Work instructions.
Convert the material below into a numbered list with one entry per line, omitting any blank lines.

================

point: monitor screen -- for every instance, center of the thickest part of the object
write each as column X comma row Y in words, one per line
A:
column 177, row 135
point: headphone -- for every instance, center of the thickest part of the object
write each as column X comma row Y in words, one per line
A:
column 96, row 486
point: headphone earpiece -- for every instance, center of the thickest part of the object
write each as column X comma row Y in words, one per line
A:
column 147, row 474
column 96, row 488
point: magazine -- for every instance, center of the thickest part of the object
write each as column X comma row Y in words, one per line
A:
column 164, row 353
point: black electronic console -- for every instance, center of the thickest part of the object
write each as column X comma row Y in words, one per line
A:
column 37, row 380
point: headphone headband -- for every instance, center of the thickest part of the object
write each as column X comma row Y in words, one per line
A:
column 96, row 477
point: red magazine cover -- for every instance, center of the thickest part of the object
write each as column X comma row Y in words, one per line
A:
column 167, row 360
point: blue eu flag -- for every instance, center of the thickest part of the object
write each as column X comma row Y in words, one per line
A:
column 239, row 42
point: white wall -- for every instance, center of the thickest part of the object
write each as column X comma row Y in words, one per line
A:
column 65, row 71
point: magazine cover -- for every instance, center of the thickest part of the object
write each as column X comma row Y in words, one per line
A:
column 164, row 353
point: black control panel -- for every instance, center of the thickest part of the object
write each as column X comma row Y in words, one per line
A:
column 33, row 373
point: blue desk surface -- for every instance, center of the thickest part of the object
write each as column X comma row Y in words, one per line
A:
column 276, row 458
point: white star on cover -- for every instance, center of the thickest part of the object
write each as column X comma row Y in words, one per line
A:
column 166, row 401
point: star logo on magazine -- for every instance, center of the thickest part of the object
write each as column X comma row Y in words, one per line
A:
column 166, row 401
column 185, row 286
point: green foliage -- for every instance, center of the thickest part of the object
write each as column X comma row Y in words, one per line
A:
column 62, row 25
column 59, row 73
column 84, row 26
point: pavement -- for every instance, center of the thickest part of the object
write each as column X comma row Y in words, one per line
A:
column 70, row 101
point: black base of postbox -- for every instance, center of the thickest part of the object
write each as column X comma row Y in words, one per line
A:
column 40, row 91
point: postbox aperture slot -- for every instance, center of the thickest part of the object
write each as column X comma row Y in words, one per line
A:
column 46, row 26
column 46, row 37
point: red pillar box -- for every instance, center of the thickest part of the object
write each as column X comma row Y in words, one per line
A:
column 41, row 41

================

Exercise answer.
1. point: monitor screen -- for every instance, center of the thickest part of the object
2. write each as column X comma row Y in words, one per line
3. A:
4. column 177, row 135
5. point: headphone -- for every instance, center of the thickest part of the object
6. write each as column X comma row Y in words, one per line
7. A:
8. column 96, row 486
9. point: headphone earpiece -- for every instance, center of the thickest part of the object
10. write each as column X comma row Y in words, one per line
11. A:
12. column 147, row 474
13. column 96, row 488
14. point: magazine -- for every instance, center of the thickest part of the object
15. write each as column X comma row Y in words, one per line
16. A:
17. column 164, row 353
18. point: black electronic console -- for every instance, center of the thickest part of the object
19. write each as column X comma row Y in words, one per line
20. A:
21. column 37, row 380
22. point: headphone headband -- for every instance, center of the thickest part of the object
23. write each as column X comma row Y in words, one per line
24. A:
25. column 96, row 477
26. point: red magazine cover -- for every instance, center of the thickest part of the object
27. write each as column X comma row Y in words, one per line
28. A:
29. column 167, row 360
30. point: blue eu flag -- for every instance, center of the thickest part of the object
31. write each as column X comma row Y in words, one per line
32. A:
33. column 239, row 42
34. point: white wall -- for every instance, center of the thickest part of the object
35. write each as column X comma row Y in words, one per line
36. A:
37. column 65, row 71
38. point: magazine cover -- for every instance, center of the thickest part of the object
39. write each as column X comma row Y in words, one per line
40. A:
41. column 164, row 353
42. point: black control panel -- for every instance, center of the thickest part of the object
43. write each as column X comma row Y in words, one per line
44. A:
45. column 33, row 373
46. point: blue desk surface -- for every instance, center of the thickest part of the object
47. write each as column X comma row Y in words, one per line
48. A:
49. column 276, row 458
50. point: white star on cover -- for every instance, center of the thickest part of the object
51. write each as column X comma row Y in words, one per line
52. A:
53. column 166, row 401
54. point: star logo on magazine -- for every instance, center of the thickest part of the object
55. write each as column X comma row Y in words, one per line
56. A:
57. column 166, row 401
58. column 185, row 286
59. point: green foliage -- for every instance, center of the thickest part of the object
60. write each as column X comma row Y in words, one per line
61. A:
62. column 62, row 25
63. column 59, row 73
64. column 84, row 26
65. point: pavement -- for every instance, center of the thickest part of the object
66. write each as column X comma row Y in words, one per line
67. A:
68. column 70, row 101
69. point: black base of postbox -- for every instance, center of the thickest part of the object
70. write each as column X comma row Y in words, one per line
71. A:
72. column 40, row 91
73. point: postbox aperture slot -- for every instance, center of the thickest part of the object
74. write each as column X comma row Y in words, one per line
75. A:
76. column 46, row 26
77. column 46, row 37
78. point: red pillar box -- for every instance, center of the thickest part of the object
79. write each as column X comma row Y in words, one per line
80. A:
81. column 41, row 41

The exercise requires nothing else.